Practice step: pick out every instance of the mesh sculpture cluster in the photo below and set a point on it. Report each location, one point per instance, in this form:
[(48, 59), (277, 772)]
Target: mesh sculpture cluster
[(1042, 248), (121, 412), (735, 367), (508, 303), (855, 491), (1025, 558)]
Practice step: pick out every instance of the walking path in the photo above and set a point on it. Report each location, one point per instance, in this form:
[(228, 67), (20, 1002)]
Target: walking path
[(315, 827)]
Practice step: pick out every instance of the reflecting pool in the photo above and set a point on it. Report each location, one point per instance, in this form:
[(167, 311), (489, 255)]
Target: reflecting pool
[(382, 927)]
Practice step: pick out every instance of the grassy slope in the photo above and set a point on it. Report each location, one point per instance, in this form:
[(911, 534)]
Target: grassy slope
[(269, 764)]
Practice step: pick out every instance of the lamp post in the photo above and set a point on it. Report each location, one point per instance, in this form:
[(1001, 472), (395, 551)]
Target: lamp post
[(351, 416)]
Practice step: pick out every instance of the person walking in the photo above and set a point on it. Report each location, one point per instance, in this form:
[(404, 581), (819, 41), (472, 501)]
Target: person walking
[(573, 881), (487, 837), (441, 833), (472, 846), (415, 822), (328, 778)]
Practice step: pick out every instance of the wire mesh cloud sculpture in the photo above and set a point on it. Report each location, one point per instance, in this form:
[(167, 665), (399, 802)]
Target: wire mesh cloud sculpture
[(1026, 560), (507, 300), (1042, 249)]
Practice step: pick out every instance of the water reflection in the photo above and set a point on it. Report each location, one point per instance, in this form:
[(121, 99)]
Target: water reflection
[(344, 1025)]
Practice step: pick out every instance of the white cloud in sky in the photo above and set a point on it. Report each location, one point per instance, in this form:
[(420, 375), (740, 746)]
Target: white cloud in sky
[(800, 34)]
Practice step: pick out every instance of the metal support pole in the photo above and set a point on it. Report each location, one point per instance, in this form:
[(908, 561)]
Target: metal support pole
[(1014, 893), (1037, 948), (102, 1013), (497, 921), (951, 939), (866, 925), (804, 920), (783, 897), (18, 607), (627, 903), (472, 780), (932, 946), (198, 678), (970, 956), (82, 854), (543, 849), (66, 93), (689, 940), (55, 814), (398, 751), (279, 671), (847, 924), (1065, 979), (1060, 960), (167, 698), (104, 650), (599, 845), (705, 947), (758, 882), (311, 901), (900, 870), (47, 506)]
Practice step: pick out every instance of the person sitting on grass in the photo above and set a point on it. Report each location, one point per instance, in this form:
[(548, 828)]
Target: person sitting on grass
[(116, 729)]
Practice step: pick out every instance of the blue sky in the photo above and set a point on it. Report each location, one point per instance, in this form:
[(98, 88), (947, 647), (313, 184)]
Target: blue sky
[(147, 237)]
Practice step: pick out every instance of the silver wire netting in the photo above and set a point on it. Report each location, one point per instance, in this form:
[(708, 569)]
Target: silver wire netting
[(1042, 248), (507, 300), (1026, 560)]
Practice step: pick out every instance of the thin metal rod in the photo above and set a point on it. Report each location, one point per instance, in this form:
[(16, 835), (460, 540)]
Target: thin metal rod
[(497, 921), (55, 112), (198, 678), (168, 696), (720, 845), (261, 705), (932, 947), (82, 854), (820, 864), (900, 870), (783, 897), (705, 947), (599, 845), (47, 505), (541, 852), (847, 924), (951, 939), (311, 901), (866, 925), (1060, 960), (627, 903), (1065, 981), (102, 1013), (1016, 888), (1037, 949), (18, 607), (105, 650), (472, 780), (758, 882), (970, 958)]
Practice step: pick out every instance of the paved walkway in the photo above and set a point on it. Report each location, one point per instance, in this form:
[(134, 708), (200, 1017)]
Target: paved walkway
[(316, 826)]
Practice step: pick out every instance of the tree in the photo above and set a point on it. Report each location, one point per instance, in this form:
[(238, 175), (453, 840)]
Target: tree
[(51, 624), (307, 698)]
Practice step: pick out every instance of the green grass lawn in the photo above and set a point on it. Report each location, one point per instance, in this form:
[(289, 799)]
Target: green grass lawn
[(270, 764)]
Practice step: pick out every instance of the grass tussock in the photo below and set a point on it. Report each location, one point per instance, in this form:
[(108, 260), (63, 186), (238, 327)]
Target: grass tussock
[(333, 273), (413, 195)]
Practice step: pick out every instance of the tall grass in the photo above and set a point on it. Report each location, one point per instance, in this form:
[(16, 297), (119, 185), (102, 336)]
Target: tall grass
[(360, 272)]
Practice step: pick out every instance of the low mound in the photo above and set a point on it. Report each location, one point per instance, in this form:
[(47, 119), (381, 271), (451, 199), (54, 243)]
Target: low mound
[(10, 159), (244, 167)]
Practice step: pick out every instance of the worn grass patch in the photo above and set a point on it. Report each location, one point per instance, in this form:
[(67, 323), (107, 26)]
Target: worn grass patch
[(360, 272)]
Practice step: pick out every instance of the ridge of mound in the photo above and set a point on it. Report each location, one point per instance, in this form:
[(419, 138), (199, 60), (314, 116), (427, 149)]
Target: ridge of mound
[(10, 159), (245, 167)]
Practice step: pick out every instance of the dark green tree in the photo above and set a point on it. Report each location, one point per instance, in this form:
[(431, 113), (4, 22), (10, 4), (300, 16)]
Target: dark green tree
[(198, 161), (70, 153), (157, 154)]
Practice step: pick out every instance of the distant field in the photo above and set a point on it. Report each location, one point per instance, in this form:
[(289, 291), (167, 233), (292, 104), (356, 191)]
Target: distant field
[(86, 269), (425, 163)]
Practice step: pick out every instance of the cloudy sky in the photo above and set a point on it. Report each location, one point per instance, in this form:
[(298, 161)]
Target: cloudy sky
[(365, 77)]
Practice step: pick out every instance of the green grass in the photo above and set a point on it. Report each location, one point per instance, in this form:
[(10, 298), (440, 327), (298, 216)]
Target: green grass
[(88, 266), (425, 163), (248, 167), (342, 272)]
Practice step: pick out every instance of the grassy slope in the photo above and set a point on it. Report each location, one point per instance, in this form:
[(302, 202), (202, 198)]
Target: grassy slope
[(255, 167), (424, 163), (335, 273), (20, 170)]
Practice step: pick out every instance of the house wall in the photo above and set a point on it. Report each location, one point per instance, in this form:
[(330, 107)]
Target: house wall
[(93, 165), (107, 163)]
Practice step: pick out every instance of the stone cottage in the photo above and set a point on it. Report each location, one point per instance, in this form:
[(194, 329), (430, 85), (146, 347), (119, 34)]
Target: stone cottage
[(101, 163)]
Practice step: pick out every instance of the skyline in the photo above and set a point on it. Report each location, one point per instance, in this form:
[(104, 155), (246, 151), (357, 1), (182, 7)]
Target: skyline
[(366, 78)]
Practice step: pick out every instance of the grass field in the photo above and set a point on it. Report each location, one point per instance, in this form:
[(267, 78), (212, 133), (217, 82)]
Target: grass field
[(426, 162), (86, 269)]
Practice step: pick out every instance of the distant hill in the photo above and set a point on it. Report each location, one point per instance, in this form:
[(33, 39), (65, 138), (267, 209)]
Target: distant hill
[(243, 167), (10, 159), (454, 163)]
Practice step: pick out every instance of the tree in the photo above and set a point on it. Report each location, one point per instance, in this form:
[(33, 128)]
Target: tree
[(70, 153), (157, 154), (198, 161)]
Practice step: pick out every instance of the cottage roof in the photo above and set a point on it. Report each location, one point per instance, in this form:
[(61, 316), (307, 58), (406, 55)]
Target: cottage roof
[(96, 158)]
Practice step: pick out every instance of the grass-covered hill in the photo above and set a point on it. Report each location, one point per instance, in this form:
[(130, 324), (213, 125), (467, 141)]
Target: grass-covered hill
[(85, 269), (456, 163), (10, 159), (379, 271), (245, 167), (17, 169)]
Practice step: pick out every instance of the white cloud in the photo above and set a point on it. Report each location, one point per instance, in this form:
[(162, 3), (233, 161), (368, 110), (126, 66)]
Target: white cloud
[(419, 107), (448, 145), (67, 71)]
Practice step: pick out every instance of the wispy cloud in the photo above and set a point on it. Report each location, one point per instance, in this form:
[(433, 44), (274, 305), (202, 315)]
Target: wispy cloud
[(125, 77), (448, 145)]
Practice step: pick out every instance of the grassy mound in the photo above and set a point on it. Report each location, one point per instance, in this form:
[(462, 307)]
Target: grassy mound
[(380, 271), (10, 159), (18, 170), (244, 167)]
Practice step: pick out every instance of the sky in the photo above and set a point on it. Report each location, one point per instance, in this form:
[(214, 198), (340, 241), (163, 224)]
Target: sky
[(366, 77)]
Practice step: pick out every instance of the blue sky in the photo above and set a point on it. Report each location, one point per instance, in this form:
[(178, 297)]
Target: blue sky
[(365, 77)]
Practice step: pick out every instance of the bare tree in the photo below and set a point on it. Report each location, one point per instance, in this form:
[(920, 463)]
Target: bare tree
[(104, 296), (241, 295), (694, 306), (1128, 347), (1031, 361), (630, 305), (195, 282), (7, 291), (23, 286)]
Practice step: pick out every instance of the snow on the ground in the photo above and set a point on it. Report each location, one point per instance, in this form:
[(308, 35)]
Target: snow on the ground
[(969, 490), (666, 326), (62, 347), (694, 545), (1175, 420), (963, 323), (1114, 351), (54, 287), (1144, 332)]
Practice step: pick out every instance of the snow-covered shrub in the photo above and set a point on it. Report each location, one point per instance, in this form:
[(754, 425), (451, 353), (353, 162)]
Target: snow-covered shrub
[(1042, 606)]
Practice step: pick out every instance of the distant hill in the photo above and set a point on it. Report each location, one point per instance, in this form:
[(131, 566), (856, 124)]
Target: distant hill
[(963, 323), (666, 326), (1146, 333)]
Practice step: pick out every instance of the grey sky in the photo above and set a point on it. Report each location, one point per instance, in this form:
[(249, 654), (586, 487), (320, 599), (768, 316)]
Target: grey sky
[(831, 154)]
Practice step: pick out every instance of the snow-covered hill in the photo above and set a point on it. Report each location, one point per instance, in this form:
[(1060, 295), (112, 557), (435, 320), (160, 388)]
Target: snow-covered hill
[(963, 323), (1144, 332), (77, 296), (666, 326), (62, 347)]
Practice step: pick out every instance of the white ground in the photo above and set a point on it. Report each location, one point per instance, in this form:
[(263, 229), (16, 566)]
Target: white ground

Exercise aim: Reproduce the listing above word for word, covering the stretch from its very first line through the line that contains "[(269, 764)]", with both of those lines included.

Exercise answer:
Practice step: pick out every instance of the mesh sculpture cluster in the photo below and set a point on it. Report each location, one point per instance, in this form:
[(48, 59), (277, 772)]
Target: mesh sculpture cluster
[(1042, 248), (121, 412), (735, 367), (508, 303), (855, 491), (1025, 558)]
Practice step: pick out every instance of the walking path in the photo above and set a point on it. Report each location, one point per instance, in this form:
[(228, 67), (20, 1002)]
Target: walking path
[(315, 827)]
Practice step: pick out every instance of the reflecting pool in the photo above and set a point on it. Report each location, one point per instance, in this form:
[(167, 311), (489, 255)]
Target: reflecting pool
[(382, 927)]
Practice step: pick out every instance of the grassy slope in the photo above and set a point on it. Report each location, one point per instance, in this form:
[(911, 534)]
Target: grassy slope
[(269, 764)]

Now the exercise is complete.